**Task description**.
Copy every line of the listing below word for word, leaving out the pictures.

**Information provided**.
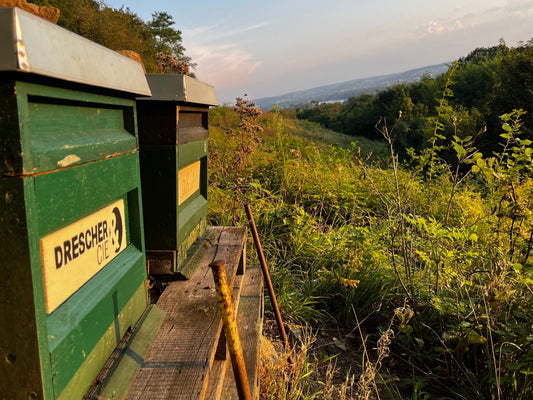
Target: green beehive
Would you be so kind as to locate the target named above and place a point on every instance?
(173, 136)
(71, 235)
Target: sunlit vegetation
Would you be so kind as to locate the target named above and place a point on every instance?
(487, 83)
(422, 251)
(122, 29)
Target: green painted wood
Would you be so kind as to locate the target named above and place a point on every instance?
(41, 126)
(159, 182)
(118, 381)
(10, 144)
(189, 217)
(64, 135)
(60, 127)
(157, 123)
(20, 364)
(75, 328)
(191, 152)
(63, 196)
(86, 373)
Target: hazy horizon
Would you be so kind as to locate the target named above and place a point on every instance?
(270, 49)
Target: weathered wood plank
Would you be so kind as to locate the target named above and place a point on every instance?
(249, 323)
(222, 365)
(178, 363)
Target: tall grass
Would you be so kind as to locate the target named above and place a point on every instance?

**Completed task**.
Target: green beehive
Would you be so kind as to locate the target named above and place a point on every instance?
(173, 136)
(71, 235)
Target: sunlit vegetation
Would you be so kind as to locate the target named above and place a point on every instance?
(487, 83)
(422, 251)
(122, 29)
Target: green painted wood
Would you be so kind as to locate the target named above and place a point on every instance?
(41, 126)
(159, 182)
(118, 381)
(10, 144)
(189, 217)
(64, 135)
(60, 127)
(157, 123)
(20, 364)
(75, 328)
(191, 152)
(63, 196)
(86, 373)
Target: hazy horizon
Would you be so kind as to locate the target named above and place a point on every instance?
(270, 49)
Target: weathered wood plank
Would you be so kind as to locate the target named above and place a point on every instance?
(249, 323)
(222, 365)
(178, 363)
Target: tall grass
Would you be so kind as to locate the target named above and place a point on every instance?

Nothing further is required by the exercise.